To be done:
Copy down all of the data underneath, exactly as shown.

───── Exercise data ─────

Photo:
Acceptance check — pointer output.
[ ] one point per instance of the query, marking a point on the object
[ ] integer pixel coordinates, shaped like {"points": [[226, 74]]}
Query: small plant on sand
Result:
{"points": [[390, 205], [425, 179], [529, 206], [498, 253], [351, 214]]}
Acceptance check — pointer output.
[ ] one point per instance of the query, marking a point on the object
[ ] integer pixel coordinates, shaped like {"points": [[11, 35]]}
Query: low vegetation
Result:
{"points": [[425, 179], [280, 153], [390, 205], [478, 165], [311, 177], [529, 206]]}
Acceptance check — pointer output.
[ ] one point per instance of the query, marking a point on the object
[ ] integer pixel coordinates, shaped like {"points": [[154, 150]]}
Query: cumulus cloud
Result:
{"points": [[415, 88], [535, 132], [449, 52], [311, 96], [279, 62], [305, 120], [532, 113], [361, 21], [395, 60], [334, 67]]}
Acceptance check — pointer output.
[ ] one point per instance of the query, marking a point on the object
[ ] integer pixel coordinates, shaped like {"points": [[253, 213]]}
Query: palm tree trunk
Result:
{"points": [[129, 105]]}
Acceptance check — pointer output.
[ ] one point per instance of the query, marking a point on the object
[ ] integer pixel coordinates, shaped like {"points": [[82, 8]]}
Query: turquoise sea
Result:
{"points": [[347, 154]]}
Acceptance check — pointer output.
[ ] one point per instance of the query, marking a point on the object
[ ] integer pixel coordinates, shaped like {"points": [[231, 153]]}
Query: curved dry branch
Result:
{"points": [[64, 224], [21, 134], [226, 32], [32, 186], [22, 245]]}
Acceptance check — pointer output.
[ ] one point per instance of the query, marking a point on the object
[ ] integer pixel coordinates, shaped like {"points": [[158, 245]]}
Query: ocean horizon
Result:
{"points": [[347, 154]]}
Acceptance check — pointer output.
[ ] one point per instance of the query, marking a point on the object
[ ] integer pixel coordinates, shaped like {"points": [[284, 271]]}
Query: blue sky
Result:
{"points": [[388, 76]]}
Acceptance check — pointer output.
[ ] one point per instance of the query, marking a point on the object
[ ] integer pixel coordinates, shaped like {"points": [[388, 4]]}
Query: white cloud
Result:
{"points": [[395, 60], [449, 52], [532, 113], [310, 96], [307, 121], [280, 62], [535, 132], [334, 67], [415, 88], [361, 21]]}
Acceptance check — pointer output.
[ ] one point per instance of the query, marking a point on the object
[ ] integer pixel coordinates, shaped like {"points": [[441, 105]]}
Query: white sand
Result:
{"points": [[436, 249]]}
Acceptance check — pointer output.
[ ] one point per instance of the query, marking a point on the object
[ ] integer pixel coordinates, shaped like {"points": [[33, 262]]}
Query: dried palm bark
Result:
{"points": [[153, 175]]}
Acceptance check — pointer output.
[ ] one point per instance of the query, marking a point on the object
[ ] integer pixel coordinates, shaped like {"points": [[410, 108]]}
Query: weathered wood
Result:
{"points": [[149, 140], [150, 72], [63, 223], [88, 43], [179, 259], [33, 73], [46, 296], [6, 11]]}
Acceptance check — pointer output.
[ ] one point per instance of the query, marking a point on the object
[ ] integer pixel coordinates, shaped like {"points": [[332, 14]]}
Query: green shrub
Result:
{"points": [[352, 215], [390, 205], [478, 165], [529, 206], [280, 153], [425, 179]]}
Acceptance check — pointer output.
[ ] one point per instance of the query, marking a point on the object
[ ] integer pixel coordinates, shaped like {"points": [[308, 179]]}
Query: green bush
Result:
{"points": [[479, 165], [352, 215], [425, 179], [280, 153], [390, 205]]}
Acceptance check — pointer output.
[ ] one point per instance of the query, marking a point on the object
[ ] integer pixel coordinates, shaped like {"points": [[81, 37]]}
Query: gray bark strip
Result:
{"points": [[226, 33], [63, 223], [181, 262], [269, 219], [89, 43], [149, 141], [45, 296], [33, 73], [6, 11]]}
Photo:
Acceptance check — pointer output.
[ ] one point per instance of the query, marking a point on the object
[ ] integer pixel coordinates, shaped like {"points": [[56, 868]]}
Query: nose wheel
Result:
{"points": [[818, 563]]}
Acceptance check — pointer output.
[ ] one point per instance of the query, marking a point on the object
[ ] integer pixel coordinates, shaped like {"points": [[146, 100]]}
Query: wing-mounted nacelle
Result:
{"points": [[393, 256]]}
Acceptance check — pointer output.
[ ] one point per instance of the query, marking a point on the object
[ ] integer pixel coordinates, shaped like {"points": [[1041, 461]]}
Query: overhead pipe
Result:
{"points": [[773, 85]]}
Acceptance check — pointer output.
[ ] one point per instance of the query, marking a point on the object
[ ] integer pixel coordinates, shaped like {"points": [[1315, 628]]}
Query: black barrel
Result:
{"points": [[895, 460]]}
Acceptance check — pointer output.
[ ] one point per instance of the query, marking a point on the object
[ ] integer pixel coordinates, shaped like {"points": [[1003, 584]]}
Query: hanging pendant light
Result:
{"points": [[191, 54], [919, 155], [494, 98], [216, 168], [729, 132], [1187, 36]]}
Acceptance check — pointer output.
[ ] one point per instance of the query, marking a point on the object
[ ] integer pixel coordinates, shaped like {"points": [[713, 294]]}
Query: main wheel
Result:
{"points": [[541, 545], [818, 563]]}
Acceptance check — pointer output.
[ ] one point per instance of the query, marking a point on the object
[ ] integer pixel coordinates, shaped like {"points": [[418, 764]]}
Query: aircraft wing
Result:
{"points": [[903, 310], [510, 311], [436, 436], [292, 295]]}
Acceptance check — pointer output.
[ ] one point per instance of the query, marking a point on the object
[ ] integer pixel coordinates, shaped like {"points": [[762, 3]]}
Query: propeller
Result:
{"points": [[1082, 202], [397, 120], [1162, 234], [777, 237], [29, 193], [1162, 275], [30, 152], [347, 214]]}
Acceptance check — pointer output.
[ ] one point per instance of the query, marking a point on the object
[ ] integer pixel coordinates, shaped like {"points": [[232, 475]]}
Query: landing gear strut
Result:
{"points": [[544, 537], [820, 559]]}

─────

Correct output:
Photo:
Acceptance check — pointer output.
[ ] one point per instance of the query, marking a point on the object
[ ] integer pixel coordinates, shaped like {"points": [[226, 74]]}
Query: small plant on sand
Result:
{"points": [[390, 205], [425, 179], [529, 206], [498, 253], [351, 214]]}
Acceptance check — pointer output.
[ ] one point per instance of the query, marking a point on the object
[ ] integer pixel coordinates, shaped like {"points": [[11, 35]]}
Query: low vegetation
Result:
{"points": [[425, 179], [280, 153], [390, 205], [478, 165], [311, 177], [529, 206]]}
Acceptance check — pointer output.
[ ] one point per instance of the query, marking a point on the object
[ ] integer pixel coordinates, shaped like {"points": [[154, 150]]}
Query: cumulus cloud
Result:
{"points": [[415, 88], [535, 132], [449, 52], [311, 96], [279, 62], [305, 120], [532, 113], [361, 21], [395, 60], [334, 67]]}
Acceptance check — pointer output.
[ ] one point per instance of the query, marking a point on the object
[ ] integer pixel coordinates, shaped like {"points": [[253, 213]]}
Query: palm tree trunk
Result:
{"points": [[129, 105]]}
Acceptance check — pointer output.
[ ] one point per instance of the query, marking a point on the object
[ ] integer pixel coordinates, shaped like {"points": [[82, 8]]}
Query: turquoise sea
Result:
{"points": [[347, 154]]}
Acceptance check — pointer output.
[ ] one point per instance of the query, marking a point on the object
[ ] integer pixel coordinates, shaped like {"points": [[231, 153]]}
Query: curved dry branch
Result:
{"points": [[64, 224], [21, 134], [226, 32], [32, 186], [22, 245]]}
Acceptance check — pointer output.
[ ] one point per instance of the query, marking a point on the object
[ ] integer pixel coordinates, shaped like {"points": [[158, 245]]}
Query: ocean horizon
Result:
{"points": [[347, 154]]}
Acceptance check — pointer output.
[ ] one point per instance of the query, marking a point on the object
[ ] integer pixel coordinates, shaped like {"points": [[284, 271]]}
Query: blue sky
Result:
{"points": [[388, 76]]}
Acceptance check — pointer output.
[ ] one point per instance of the query, marking a point on the object
[ ] integer pixel coordinates, shaped like {"points": [[388, 4]]}
Query: white cloud
Result:
{"points": [[395, 60], [449, 52], [532, 113], [310, 96], [307, 121], [280, 62], [535, 132], [334, 67], [415, 88], [361, 21]]}
Acceptance check — pointer output.
[ ] one point per instance of the query, marking a point on the object
[ ] integer pixel coordinates, shaped like {"points": [[441, 105]]}
Query: white sand
Result:
{"points": [[436, 249]]}
Acceptance check — pointer output.
[ ] one point per instance of the query, marking a point on the object
[ ] integer pixel coordinates, shaped like {"points": [[33, 262]]}
Query: dried palm bark
Result:
{"points": [[153, 175]]}
Acceptance check — pointer output.
[ ] one point per instance of the query, marking a point on the object
[ ] integer pixel coordinates, shaped like {"points": [[410, 108]]}
Query: weathered wood
Result:
{"points": [[149, 140], [150, 72], [63, 223], [88, 43], [179, 259], [33, 73], [46, 296], [6, 11]]}
Acceptance check — pointer output.
[ ] one point per instance of the query, marking a point on the object
[ ] integer pixel coordinates, shaped like {"points": [[332, 14]]}
Query: green shrub
Result:
{"points": [[352, 215], [390, 205], [478, 165], [529, 206], [280, 153], [425, 179]]}
Acceptance check — pointer output.
[ ] one point per instance of the query, marking a point on the object
[ ] integer pixel coordinates, shaped like {"points": [[308, 179]]}
Query: green bush
Result:
{"points": [[479, 165], [352, 215], [425, 179], [280, 153], [390, 205]]}
Acceptance check — pointer output.
[ ] one point per instance of the query, marking a point on the object
[ ] integer pixel coordinates, shaped like {"points": [[81, 37]]}
Query: gray bark strip
Result:
{"points": [[226, 33], [63, 223], [181, 262], [269, 219], [89, 43], [149, 141], [45, 296], [33, 73], [6, 11]]}
Photo:
Acceptance check — pointer output.
[ ] one point per instance of the query, marking a point on the object
[ ] integer pixel coordinates, shaped like {"points": [[56, 868]]}
Query: nose wheel
Result:
{"points": [[818, 563]]}
Acceptance check — pointer output.
[ ] one point per instance of the query, marking a point on the object
[ ] integer pixel coordinates, shaped like {"points": [[146, 100]]}
Query: wing-mounted nacelle
Result:
{"points": [[393, 256]]}
Acceptance check — pointer output.
[ ] one point per instance of the query, marking a point on the object
[ ] integer pixel coordinates, shaped like {"points": [[1041, 461]]}
Query: overhead pipe
Result:
{"points": [[773, 85]]}
Acceptance check — pointer output.
[ ] one point per instance of the query, marking a point on the object
[ ] integer pixel coordinates, shaped like {"points": [[1315, 628]]}
Query: black barrel
Result:
{"points": [[895, 460]]}
Acceptance check — pointer output.
[ ] one point per instance of the query, marking a point on the object
[ ] integer pixel coordinates, shaped like {"points": [[1003, 584]]}
Query: hanging pendant light
Result:
{"points": [[191, 54], [919, 155], [494, 98], [216, 168], [729, 132], [1187, 36]]}
Acceptance check — pointer output.
[ ] one point per instance of the query, marking a point on the object
[ ] integer pixel coordinates, shaped like {"points": [[713, 294]]}
Query: main wheel
Result:
{"points": [[541, 545], [818, 563]]}
Acceptance check — pointer output.
[ ] one point per instance of the query, marking a point on the object
[ ] integer pixel coordinates, shaped like {"points": [[418, 764]]}
Query: aircraft wing
Result:
{"points": [[903, 310], [510, 311], [436, 436], [292, 295]]}
Acceptance check — pointer output.
[ ] one point per instance of the query, marking a point on the object
[ ] integer pixel coordinates, shaped like {"points": [[762, 3]]}
Query: propeller
Result:
{"points": [[1082, 202], [397, 120], [1162, 234], [777, 237], [29, 193], [1162, 275], [30, 152], [347, 214]]}
Acceptance check — pointer output.
[ ] one point per instance of the query, marking a point on the object
[ ] integer pixel coordinates, shaped like {"points": [[232, 475]]}
Query: landing gear strut
Result:
{"points": [[544, 537], [820, 559]]}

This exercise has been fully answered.